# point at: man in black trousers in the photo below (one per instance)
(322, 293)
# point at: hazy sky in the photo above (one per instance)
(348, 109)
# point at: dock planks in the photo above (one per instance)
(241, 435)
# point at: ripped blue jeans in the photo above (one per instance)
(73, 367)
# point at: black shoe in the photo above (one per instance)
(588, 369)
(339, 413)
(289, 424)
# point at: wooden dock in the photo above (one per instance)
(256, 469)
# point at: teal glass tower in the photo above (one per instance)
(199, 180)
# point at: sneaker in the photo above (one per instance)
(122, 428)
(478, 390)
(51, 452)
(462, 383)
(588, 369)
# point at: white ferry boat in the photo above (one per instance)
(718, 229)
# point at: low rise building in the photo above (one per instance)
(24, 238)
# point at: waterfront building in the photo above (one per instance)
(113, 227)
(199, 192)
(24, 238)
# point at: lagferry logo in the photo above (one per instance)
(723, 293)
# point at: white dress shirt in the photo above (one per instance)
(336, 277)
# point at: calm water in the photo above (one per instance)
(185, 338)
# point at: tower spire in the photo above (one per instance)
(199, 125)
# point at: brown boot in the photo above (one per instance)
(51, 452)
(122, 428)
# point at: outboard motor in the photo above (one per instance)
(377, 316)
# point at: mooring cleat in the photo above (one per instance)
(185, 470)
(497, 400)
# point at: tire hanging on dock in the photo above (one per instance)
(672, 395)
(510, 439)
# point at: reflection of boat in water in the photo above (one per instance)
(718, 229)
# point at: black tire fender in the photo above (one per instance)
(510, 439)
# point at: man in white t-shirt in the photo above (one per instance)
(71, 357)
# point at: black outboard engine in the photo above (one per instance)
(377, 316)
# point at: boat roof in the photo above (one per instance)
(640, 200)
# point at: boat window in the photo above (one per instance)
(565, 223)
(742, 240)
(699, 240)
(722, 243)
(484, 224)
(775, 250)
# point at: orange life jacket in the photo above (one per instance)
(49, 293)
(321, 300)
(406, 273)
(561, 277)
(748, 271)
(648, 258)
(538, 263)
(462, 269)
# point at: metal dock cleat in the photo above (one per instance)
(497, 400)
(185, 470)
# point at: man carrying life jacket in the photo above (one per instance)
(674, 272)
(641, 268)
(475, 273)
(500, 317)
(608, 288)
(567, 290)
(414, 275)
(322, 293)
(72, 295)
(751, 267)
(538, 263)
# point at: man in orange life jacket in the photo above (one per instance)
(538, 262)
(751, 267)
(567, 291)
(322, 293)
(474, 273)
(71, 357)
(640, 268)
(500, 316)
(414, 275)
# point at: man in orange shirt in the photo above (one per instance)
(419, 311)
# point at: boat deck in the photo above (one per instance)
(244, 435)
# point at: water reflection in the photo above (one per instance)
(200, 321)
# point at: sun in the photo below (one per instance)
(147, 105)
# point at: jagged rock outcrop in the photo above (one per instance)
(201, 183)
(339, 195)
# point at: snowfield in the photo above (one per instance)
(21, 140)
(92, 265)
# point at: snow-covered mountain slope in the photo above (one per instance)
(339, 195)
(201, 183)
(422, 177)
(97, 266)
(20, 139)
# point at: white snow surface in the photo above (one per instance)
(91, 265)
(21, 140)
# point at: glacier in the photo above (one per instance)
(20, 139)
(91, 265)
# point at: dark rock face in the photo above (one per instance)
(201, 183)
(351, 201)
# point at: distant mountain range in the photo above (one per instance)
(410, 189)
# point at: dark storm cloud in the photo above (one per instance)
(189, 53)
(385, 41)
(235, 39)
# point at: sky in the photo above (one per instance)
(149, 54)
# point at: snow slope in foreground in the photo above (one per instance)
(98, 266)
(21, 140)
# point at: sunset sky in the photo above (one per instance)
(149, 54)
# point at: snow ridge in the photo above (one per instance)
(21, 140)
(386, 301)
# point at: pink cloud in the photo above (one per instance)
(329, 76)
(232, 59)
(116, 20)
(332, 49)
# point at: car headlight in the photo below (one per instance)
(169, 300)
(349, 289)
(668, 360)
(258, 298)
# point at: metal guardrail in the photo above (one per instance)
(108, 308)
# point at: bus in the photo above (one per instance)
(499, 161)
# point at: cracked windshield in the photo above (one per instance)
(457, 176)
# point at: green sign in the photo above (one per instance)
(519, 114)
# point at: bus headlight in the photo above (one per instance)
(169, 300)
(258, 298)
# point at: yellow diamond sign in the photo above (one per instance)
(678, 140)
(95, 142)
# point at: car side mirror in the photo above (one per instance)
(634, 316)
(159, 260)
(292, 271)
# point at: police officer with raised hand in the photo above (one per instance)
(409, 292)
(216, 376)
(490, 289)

○ ○ ○ ○ ○ ○ ○

Directive: Every entry must be output again, exactly as written above.

Answer in full:
# point at: man in black trousers in the photo below (one per instance)
(322, 293)
# point at: hazy sky in the photo above (one per instance)
(348, 109)
# point at: dock planks in the photo above (one per instance)
(241, 435)
# point at: ripped blue jeans in the photo above (one per instance)
(73, 367)
# point at: black shoe in the photo above (one per instance)
(588, 369)
(339, 413)
(289, 424)
# point at: wooden dock in the photo above (one per instance)
(256, 469)
# point at: teal glass tower in the photo above (one per instance)
(199, 180)
# point at: sneaker in the photo above (one per instance)
(122, 428)
(478, 390)
(51, 452)
(462, 383)
(588, 369)
# point at: white ferry boat in the photo above (one per instance)
(718, 229)
# point at: low rise building in the photo above (one per instance)
(24, 238)
# point at: waterfront building in the photo above (one per instance)
(113, 227)
(199, 192)
(24, 238)
# point at: lagferry logo in the photo above (one per instance)
(723, 293)
# point at: white dress shirt in the photo above (one per instance)
(336, 277)
# point at: calm water in the photo above (one per instance)
(185, 338)
# point at: tower spire in the photo above (one per instance)
(199, 125)
# point at: brown boot in the photo above (one per instance)
(51, 452)
(122, 428)
# point at: outboard motor in the photo above (one per instance)
(377, 316)
# point at: mooring cleat in the photo above (one per instance)
(185, 470)
(497, 400)
# point at: tire hanging on dock in the photo above (one per instance)
(672, 395)
(510, 439)
# point at: reflection of boat in water in the photo above (one per instance)
(718, 229)
# point at: black tire fender in the photo above (one per instance)
(510, 439)
# point at: man in white t-shirt in the photo above (one per instance)
(71, 357)
# point at: black outboard engine in the photo above (one per instance)
(377, 316)
# point at: boat roof in the photo above (one per instance)
(640, 200)
# point at: boat window in the photo above (one per instance)
(565, 223)
(742, 240)
(699, 240)
(722, 243)
(484, 224)
(775, 250)
# point at: orange life jacket in the photo above (one per instance)
(49, 293)
(321, 300)
(406, 273)
(561, 277)
(748, 271)
(648, 258)
(538, 263)
(462, 269)
# point at: metal dock cleat in the photo above (one per instance)
(497, 400)
(185, 470)
# point at: man carrying life jacket in the photo above (one per instance)
(674, 272)
(641, 268)
(475, 273)
(500, 317)
(608, 288)
(567, 290)
(414, 275)
(322, 293)
(72, 295)
(751, 267)
(538, 263)
# point at: man in orange life jacket in the photo above (one per instance)
(538, 262)
(751, 267)
(567, 291)
(322, 293)
(474, 273)
(71, 357)
(640, 268)
(500, 316)
(414, 275)
# point at: man in orange shirt in the photo above (one per instance)
(419, 311)
# point at: boat deck in the photo above (one per instance)
(244, 435)
# point at: water reflection in the photo above (one per instance)
(200, 321)
# point at: sun in the photo below (one per instance)
(147, 105)
# point at: jagged rock outcrop in the photo above (one per instance)
(201, 183)
(339, 195)
# point at: snowfield in the photo above (one per instance)
(21, 140)
(92, 265)
# point at: snow-covered mountain slope in the photo above (one per instance)
(339, 195)
(201, 183)
(422, 177)
(97, 266)
(20, 139)
# point at: white snow surface in the photo above (one per instance)
(91, 265)
(21, 140)
# point at: glacier in the photo above (one per instance)
(20, 139)
(91, 265)
# point at: dark rock face in the photo above (one per instance)
(201, 183)
(351, 201)
# point at: distant mountain range in the photo above (one per instance)
(410, 189)
# point at: dark storm cloud in the photo above (one per instance)
(189, 53)
(385, 41)
(235, 39)
# point at: sky in the photo above (one per instance)
(149, 54)
# point at: snow slope in foreground in the photo above (one per instance)
(98, 266)
(21, 140)
# point at: sunset sky in the photo above (one per instance)
(149, 54)
# point at: snow ridge in the photo above (one per instance)
(21, 140)
(386, 301)
# point at: pink cloud in the photo above (one per instance)
(329, 76)
(232, 59)
(116, 20)
(332, 49)
# point at: car headlight in the photo below (one per instance)
(169, 300)
(349, 289)
(668, 360)
(258, 298)
# point at: metal guardrail in the photo above (one per instance)
(108, 308)
# point at: bus in the photo above (one per instance)
(499, 161)
# point at: cracked windshield in the photo above (one per instance)
(457, 176)
# point at: green sign in the photo above (one per instance)
(519, 114)
# point at: bus headlight in the photo above (one per instance)
(169, 300)
(258, 298)
# point at: yellow diamond sign in the photo above (one per instance)
(678, 140)
(95, 142)
# point at: car side mirror in the photo above (one per instance)
(634, 316)
(159, 260)
(292, 271)
# point at: police officer with raised hand in the photo above (one per instance)
(409, 292)
(216, 376)
(490, 289)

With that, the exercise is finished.